» **SUPPLIED ENTRIES**
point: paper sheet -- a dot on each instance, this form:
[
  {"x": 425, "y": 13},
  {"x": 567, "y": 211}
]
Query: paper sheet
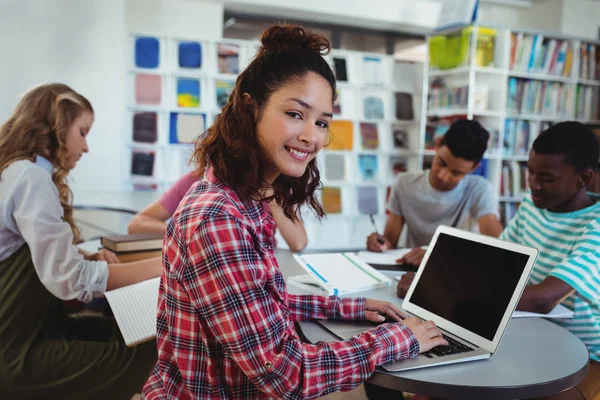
[
  {"x": 559, "y": 311},
  {"x": 387, "y": 258},
  {"x": 134, "y": 308}
]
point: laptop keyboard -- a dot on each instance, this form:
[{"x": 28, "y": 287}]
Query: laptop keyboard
[{"x": 454, "y": 347}]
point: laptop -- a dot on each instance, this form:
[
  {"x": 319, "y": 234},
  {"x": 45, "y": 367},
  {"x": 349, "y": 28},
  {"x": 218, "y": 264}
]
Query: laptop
[{"x": 469, "y": 285}]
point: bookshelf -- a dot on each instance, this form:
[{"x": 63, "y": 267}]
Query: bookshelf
[
  {"x": 377, "y": 124},
  {"x": 516, "y": 83}
]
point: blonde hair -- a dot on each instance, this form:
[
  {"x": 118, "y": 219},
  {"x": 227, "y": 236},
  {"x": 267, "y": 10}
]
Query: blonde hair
[{"x": 39, "y": 126}]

» **WRITTEN REQUEST**
Can you transcribe all of the entries above line for line, omitting the pictures?

» **ANSWER TO THIS TASK**
point: paper sheet -- a dot on each instance, this form:
[
  {"x": 425, "y": 13},
  {"x": 567, "y": 211}
]
Query: paper sheet
[
  {"x": 559, "y": 311},
  {"x": 387, "y": 258},
  {"x": 134, "y": 308}
]
point: laptop keyboard -- a dot on each instance, this form:
[{"x": 28, "y": 287}]
Query: laptop keyboard
[{"x": 454, "y": 347}]
point: laptop -- a dot on each instance, this form:
[
  {"x": 319, "y": 234},
  {"x": 45, "y": 367},
  {"x": 349, "y": 28},
  {"x": 218, "y": 264}
]
Query: laptop
[{"x": 469, "y": 285}]
point: bookshelf -- a dot on each instance, this form:
[{"x": 63, "y": 267}]
Query: bookshelf
[
  {"x": 377, "y": 124},
  {"x": 516, "y": 83}
]
point: blonde hair -- a dot on each instance, this form:
[
  {"x": 118, "y": 219},
  {"x": 227, "y": 236},
  {"x": 267, "y": 10}
]
Query: blonde hair
[{"x": 39, "y": 126}]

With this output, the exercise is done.